• [PROBLEM STATEMENT]: Pull out every line from the entries below that contains the word "cabinet". Copy each of those lines in full.

• [MATERIAL FOR THIS TASK]:
+-------+
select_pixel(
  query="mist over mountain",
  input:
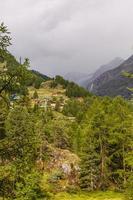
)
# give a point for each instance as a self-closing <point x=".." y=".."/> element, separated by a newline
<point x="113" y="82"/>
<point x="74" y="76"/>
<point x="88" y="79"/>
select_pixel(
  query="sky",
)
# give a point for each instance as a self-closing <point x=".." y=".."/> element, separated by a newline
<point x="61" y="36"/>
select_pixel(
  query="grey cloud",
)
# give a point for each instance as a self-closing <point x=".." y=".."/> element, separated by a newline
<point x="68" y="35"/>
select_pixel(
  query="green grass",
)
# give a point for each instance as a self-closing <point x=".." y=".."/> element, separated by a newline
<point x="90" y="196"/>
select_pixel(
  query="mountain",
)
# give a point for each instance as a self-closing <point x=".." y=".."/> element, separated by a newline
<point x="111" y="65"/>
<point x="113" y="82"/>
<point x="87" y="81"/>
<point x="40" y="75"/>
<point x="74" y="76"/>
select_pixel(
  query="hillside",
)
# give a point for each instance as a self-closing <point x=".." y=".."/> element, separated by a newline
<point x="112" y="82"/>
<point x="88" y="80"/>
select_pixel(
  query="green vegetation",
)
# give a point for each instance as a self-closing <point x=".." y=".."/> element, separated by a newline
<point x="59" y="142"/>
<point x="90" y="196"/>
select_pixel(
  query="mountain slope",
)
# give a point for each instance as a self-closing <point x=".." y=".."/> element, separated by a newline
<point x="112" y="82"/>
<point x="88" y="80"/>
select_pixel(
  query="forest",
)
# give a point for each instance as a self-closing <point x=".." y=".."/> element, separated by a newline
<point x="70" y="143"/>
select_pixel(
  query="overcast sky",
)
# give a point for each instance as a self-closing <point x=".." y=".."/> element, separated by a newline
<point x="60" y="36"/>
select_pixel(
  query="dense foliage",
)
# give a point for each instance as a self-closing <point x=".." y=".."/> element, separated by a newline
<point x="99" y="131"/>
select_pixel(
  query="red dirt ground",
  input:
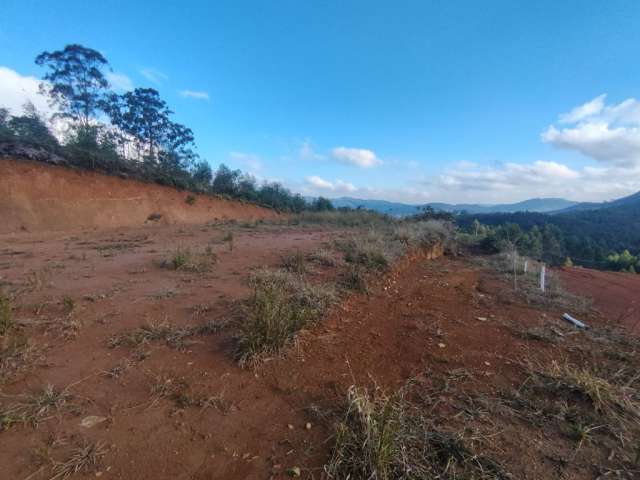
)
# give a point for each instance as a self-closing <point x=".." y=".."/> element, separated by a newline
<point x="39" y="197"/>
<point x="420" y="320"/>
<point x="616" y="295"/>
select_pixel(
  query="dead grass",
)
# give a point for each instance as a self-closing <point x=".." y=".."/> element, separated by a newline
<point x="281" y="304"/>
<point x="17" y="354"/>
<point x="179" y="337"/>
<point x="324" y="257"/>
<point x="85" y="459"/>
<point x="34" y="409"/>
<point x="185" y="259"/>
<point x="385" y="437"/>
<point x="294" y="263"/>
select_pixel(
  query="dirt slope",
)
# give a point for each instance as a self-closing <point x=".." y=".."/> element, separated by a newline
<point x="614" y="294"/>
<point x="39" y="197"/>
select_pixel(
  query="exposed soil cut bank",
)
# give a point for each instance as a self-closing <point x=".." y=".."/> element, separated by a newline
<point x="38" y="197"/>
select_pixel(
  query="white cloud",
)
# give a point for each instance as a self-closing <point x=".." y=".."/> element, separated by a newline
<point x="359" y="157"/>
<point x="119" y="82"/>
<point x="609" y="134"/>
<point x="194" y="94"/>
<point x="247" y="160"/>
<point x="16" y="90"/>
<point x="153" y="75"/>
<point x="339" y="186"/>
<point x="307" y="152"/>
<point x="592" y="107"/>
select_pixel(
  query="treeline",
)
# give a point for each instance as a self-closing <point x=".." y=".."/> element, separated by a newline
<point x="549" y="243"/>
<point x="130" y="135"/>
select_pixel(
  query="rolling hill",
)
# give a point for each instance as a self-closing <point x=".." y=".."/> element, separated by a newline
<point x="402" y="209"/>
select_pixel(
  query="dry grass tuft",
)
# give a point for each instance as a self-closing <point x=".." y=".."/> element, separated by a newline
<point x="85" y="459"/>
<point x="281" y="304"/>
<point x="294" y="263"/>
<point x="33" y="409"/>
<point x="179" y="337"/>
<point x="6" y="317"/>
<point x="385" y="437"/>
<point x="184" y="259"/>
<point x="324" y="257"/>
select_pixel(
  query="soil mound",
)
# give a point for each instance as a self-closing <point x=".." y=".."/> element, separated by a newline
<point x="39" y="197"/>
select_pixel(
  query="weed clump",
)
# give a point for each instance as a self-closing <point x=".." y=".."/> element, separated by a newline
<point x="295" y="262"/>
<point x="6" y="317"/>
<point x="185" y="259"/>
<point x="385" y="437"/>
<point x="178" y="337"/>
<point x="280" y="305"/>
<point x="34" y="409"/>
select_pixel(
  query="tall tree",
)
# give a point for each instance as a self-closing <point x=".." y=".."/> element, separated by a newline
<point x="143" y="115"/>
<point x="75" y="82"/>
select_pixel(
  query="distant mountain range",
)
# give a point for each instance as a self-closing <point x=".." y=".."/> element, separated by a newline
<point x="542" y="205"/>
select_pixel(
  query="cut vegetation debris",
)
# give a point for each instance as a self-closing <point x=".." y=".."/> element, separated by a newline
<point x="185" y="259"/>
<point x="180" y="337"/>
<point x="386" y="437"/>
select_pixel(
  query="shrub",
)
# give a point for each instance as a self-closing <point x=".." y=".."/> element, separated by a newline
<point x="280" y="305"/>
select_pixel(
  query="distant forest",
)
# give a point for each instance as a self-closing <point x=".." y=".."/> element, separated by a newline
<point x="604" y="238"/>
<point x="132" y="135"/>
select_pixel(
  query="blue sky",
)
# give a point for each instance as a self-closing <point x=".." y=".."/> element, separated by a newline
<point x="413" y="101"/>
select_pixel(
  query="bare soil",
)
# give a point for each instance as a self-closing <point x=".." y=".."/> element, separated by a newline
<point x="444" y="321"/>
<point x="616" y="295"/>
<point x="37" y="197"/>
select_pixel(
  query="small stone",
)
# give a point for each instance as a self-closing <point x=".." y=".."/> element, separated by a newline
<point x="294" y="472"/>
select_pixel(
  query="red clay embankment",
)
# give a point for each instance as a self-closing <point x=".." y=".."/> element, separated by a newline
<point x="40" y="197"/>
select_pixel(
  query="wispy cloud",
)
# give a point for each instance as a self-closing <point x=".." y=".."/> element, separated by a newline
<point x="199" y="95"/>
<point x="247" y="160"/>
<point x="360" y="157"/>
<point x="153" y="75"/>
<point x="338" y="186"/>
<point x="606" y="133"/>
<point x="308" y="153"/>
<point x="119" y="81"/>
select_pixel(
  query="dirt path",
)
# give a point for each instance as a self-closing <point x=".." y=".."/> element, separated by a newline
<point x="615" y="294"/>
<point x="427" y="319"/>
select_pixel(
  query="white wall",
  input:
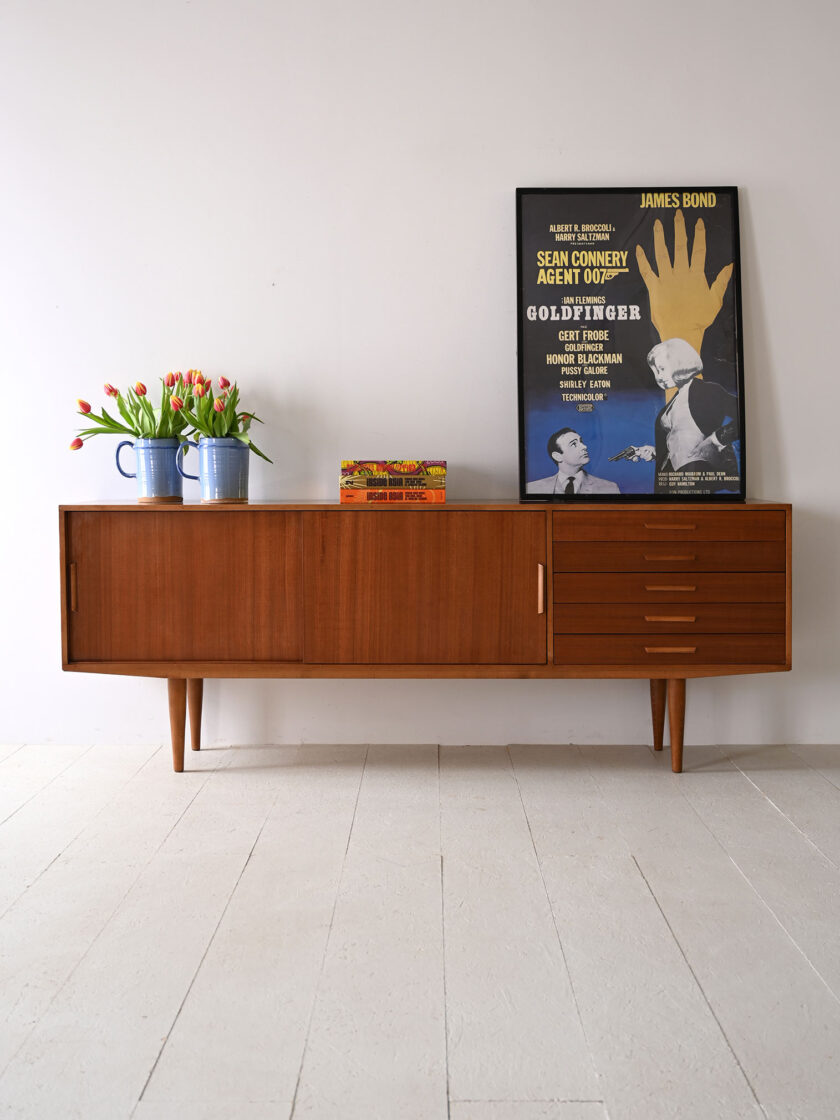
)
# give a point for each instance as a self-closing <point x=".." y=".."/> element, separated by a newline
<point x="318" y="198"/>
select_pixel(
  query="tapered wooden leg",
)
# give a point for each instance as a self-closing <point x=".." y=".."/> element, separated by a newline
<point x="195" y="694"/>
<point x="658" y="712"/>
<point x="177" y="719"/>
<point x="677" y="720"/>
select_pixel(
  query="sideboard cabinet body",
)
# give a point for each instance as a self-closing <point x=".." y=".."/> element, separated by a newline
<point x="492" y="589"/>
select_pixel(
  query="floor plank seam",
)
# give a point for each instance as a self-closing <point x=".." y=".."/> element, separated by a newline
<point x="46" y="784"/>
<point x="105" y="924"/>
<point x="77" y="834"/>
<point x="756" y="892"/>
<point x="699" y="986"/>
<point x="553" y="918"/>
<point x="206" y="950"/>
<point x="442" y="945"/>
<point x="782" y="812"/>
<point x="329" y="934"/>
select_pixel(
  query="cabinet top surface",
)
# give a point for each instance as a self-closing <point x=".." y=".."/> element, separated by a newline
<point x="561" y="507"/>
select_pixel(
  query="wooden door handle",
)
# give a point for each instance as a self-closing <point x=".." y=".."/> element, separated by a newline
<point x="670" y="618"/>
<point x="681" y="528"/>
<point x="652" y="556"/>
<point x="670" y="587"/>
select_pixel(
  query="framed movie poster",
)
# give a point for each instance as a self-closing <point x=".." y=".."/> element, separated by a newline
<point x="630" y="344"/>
+-------+
• [PROBLEM SOLUTION]:
  query="sideboard cabinet body",
  query="cabinet top surface",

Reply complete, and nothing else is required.